● **Listing from a point labeling set**:

>> begin

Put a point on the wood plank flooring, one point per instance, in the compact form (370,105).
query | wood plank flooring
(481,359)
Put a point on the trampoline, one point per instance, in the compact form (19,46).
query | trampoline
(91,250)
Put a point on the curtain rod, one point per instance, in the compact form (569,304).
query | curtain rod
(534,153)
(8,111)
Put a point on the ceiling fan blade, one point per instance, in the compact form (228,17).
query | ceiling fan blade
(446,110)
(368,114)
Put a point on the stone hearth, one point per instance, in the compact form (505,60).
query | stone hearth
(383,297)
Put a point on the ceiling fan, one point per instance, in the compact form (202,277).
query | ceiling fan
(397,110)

>> end
>> begin

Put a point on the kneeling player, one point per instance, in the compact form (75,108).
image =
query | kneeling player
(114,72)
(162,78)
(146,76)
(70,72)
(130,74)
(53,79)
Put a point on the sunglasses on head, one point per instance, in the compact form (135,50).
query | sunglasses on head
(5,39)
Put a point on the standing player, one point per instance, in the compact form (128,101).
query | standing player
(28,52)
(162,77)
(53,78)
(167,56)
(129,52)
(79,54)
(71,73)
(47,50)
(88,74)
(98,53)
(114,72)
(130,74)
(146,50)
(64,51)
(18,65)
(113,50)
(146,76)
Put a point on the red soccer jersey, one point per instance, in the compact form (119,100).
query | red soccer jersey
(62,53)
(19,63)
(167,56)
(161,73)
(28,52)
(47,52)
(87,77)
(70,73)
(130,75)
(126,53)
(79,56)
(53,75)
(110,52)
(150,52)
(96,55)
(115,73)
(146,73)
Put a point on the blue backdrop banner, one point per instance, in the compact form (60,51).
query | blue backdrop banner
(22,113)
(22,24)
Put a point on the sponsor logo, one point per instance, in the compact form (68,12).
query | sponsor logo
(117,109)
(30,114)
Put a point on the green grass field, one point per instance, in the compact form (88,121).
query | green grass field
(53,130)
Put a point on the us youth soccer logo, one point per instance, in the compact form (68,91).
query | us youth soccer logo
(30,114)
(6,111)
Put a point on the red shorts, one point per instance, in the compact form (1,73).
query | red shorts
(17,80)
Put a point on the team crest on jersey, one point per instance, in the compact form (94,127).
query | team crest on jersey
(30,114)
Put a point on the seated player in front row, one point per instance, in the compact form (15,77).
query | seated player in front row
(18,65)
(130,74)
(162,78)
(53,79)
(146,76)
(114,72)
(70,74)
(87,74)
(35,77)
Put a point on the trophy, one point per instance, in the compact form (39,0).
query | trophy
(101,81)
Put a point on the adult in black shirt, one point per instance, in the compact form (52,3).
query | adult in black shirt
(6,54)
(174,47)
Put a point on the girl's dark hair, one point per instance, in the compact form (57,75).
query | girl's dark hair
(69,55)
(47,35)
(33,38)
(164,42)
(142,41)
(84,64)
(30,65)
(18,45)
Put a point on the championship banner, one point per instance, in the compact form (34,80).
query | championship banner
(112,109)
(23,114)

>> end

● **Task objective**:
Pull out every line of the listing that contains the string "black". Treat uppercase and lowercase as different.

● **Output**:
Put a point on the adult in black shirt, one point per instance, in the compact form (52,3).
query | adult in black shirt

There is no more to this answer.